# Lehmann Lathe



## lathe nut (Jul 28, 2012)

Well Lathe Nut did it again, I said to my self no more lathes, well just one more, someone gave me this Lehmann lathe serial # 1214, it had been sitting in the weather for 10 years, got most of it free the first day, did not try the motor yet, will have to remove the top of the gear box and clean in there, that is some real Iron on them, they ways cleaned up like a mirrow, will take pics as I get it cleaned and finsihed, anyone know much about them and the date of birth, thanks, Lathe Nut, tried to post other pic's but was not able to, will try again.


----------



## rhitee93 (Jul 28, 2012)

If I brought that monster home, I would have to leave it in the driveway, stretch a tarp over it, and then sleep under it for the next 6 weeks because my wife wouldn't let me back in the house.

How did you get it on the trailer?


----------



## kellswaterri (Jul 28, 2012)

Here are a couple of photos, perhaps your lathe is one of them.
John.


----------



## lathe nut (Jul 28, 2012)

rhitee93, If you keep getting them over and over those women soon give up, they don't want the neighbors seeing us sleep out for years at the time, mind did say, "another one" I think she was kidding ? we loaded it with a track hoe, my truck and trailer had all it wanted.

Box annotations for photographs
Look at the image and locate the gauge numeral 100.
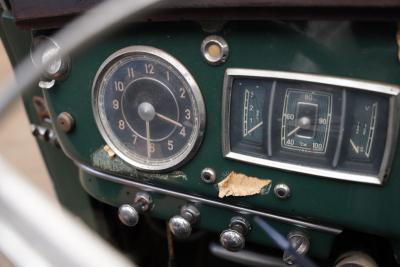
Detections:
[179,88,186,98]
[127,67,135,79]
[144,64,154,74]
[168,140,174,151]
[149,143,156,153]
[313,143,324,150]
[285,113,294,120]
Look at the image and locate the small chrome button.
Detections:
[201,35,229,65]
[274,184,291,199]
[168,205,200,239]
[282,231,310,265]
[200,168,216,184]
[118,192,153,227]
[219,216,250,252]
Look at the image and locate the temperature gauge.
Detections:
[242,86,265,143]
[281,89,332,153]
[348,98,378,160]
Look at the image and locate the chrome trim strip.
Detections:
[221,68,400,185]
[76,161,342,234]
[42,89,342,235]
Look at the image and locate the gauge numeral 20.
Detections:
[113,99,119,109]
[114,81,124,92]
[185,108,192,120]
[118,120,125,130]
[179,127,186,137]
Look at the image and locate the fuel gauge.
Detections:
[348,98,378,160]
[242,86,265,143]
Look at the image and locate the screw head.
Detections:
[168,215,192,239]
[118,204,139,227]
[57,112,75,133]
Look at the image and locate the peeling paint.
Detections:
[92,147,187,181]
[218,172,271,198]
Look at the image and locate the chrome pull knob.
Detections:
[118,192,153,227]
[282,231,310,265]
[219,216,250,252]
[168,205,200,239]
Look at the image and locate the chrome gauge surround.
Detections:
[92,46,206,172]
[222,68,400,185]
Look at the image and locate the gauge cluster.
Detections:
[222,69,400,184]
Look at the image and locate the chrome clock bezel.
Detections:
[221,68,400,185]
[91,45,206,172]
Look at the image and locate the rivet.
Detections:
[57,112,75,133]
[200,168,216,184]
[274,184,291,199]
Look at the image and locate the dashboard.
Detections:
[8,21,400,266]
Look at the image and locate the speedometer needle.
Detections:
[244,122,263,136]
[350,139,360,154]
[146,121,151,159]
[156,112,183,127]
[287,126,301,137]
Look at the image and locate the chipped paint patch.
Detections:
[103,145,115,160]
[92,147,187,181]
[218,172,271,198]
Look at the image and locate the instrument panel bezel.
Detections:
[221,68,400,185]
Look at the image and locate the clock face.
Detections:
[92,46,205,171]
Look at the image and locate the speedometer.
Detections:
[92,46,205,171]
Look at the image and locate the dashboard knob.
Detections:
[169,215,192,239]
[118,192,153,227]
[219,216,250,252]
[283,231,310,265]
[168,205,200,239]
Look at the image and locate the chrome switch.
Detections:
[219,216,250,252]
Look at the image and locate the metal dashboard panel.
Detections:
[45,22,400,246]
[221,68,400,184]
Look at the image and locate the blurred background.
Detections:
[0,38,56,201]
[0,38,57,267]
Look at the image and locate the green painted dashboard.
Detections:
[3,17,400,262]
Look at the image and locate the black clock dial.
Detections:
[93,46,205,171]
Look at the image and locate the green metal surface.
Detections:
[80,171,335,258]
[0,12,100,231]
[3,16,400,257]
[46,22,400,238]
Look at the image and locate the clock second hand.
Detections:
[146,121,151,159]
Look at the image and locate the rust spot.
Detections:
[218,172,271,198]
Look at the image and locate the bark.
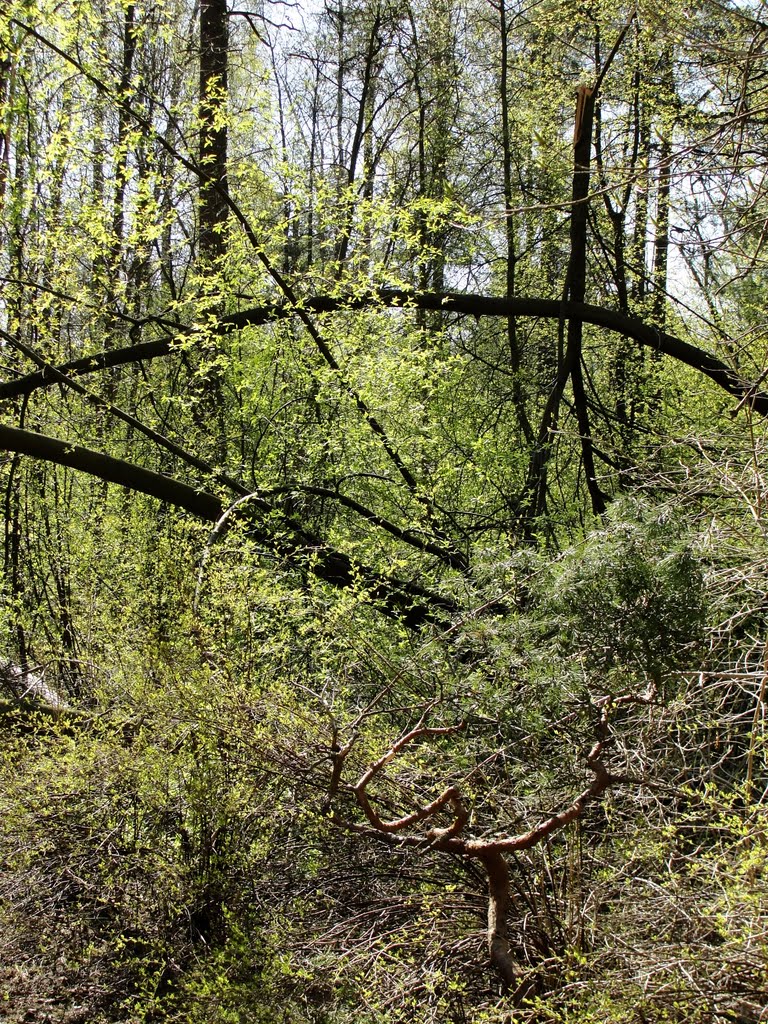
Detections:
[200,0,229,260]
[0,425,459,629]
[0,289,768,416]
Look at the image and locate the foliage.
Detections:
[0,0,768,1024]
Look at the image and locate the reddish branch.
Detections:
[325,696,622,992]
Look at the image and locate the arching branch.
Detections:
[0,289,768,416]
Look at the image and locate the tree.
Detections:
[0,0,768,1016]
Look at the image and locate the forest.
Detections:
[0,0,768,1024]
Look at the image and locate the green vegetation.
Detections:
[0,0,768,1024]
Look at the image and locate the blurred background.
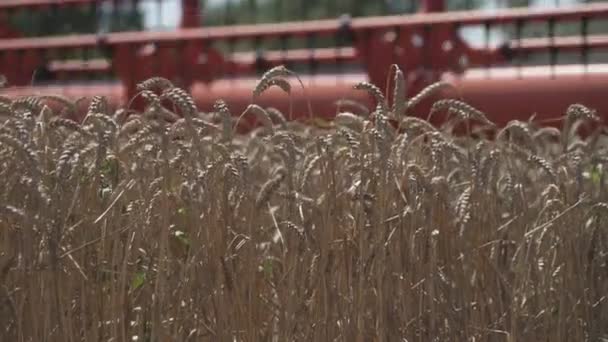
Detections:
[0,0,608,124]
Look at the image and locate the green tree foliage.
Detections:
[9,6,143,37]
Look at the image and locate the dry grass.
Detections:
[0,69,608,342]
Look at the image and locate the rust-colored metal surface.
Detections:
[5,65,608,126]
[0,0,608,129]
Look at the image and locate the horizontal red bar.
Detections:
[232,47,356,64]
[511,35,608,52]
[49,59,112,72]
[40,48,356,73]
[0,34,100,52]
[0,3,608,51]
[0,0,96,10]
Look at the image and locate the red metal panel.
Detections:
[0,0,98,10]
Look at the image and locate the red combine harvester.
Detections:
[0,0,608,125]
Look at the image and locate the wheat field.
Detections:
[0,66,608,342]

...

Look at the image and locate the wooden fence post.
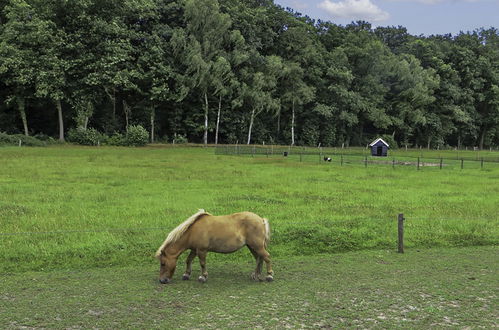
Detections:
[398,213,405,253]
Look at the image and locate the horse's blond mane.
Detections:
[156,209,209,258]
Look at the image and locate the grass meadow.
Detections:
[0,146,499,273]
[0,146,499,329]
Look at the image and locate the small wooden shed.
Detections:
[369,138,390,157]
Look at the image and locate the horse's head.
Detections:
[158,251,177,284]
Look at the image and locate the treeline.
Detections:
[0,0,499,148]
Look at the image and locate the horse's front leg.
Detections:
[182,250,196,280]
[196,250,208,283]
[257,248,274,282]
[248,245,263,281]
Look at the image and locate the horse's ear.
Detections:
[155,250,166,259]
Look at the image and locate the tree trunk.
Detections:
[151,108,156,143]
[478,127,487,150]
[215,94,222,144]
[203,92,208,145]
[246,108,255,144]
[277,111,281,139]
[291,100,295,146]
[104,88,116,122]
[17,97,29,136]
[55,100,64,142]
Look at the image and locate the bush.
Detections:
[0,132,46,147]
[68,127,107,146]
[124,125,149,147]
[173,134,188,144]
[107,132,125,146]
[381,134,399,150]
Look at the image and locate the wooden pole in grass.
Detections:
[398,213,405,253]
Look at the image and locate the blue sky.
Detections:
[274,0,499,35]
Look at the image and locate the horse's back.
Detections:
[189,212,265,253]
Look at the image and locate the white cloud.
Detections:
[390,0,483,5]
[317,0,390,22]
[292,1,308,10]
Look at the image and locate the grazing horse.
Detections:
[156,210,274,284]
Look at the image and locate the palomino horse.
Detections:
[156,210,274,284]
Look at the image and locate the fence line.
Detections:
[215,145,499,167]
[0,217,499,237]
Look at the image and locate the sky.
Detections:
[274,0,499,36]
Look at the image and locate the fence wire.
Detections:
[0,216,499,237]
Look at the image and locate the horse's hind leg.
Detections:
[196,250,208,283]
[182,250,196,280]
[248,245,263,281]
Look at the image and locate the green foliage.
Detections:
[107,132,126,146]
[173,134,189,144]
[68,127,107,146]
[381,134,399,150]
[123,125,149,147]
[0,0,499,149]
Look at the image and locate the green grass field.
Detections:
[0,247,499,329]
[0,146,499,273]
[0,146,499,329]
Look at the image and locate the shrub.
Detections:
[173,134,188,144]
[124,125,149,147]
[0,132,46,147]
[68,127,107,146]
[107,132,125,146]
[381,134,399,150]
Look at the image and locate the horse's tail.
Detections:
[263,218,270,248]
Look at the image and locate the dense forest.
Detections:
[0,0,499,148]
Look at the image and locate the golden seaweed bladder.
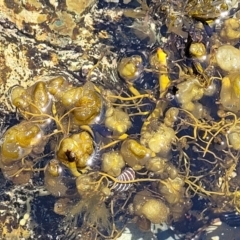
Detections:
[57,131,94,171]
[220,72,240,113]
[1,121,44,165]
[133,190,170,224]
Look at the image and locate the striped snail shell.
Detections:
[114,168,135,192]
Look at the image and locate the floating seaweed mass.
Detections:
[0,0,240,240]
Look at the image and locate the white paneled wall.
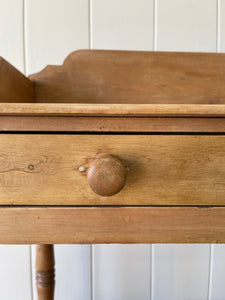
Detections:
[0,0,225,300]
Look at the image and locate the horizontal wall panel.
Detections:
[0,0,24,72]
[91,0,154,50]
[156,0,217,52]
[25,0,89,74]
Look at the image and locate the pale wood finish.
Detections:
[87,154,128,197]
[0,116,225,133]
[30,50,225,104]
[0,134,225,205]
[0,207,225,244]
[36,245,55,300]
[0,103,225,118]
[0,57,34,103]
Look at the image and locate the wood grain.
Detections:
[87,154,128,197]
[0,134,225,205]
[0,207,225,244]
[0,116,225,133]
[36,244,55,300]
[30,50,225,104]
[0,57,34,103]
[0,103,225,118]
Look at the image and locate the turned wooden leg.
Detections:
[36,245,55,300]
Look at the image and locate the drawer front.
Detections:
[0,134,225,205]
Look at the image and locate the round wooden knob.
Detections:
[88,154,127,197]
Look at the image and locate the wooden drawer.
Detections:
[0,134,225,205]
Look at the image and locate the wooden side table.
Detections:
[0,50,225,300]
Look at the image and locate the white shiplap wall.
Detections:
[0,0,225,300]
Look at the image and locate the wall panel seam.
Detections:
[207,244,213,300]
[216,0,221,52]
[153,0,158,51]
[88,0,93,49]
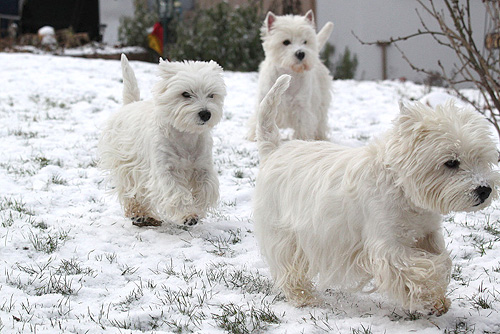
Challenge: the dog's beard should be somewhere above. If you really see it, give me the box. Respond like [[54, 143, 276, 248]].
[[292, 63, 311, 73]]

◆ **Task directions**: Using the Lehmann lathe thread, decide whether each statement agrees with it, answering yes or no and quoting the words that settle it: (a) The lathe had been sitting in the weather for 10 years. (b) The motor was tested on the first day. (c) The lathe was loaded onto the trailer with a forklift.

◆ **Result of this task**:
(a) Yes: "it had been sitting in the weather for 10 years"
(b) No: "did not try the motor yet"
(c) No: "we loaded it with a track hoe"